GOAL A => Can you summarize the review of Company in two sentences?

QUOTED TEXT =>
● ● ● ●
Providence Players’ CompanyBy Laura & Mike Clark • May 9th, 2006 • Category: Reviews
Listen to our review of Providence Players’ musical production of Company [MP3 4:33 1.3MB]; or read the transcript.
Mike: Company is based on a book written by George Furth with music and lyrics by Stephen Sondheim. It’s the story of Robert, who is a single man in his middle 30’s living in New York City. He has five couples who are his friends and think they know what’s best for him, which is to get married. So they try to get him hooked up. He has to decide if that’s really what he wants to do. He decides this by looking at his friends’ relationships to see how happy they are.
Laura: Overall it was an enjoyable show. However there was something missing. The actors didn’t seem to gel or click together on stage.
● ● ● ●
SUPPLIED ENTRIES =>
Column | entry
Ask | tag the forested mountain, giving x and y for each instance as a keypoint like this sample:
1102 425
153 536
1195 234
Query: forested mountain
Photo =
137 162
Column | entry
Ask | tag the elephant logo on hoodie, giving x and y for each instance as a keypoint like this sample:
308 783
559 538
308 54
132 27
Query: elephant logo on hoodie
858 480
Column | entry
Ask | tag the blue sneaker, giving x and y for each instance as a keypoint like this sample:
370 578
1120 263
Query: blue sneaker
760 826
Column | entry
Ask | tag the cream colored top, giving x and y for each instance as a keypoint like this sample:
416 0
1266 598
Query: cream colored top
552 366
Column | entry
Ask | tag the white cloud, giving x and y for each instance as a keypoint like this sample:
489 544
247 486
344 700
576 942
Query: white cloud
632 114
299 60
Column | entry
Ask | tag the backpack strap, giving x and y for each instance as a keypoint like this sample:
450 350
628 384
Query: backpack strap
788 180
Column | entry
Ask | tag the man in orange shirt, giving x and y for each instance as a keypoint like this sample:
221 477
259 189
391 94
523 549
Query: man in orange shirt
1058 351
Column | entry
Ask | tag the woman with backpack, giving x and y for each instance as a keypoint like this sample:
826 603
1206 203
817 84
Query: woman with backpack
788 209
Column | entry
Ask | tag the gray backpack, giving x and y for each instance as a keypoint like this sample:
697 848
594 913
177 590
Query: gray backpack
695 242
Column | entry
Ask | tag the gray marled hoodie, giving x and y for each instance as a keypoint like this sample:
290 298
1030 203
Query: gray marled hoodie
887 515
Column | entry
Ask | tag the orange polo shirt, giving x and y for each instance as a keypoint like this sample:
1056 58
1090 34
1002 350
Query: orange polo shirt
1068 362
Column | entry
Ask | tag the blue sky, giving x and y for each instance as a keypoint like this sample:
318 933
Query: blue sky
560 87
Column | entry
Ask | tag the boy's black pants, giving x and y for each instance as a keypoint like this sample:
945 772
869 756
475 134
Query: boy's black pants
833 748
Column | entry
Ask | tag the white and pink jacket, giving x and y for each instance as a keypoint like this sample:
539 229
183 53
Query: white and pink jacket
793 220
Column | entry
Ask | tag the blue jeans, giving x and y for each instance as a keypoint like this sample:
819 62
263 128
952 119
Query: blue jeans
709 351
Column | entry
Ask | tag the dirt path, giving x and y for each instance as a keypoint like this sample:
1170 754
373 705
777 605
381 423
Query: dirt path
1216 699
● ● ● ●
GOAL B => How many lines of the listing contain the word "white"? Count them and reply with the number only.

COMPLETE OUTPUT A => Mike explains that Company, based on a book by George Furth with music and lyrics by Stephen Sondheim, follows Robert, a single man in his middle 30's in New York City, whose five couples of friends try to get him married. Robert decides by looking at how happy their relationships are, and Laura found the show enjoyable overall but felt something was missing because the actors didn't seem to gel on stage.

COMPLETE OUTPUT B => 4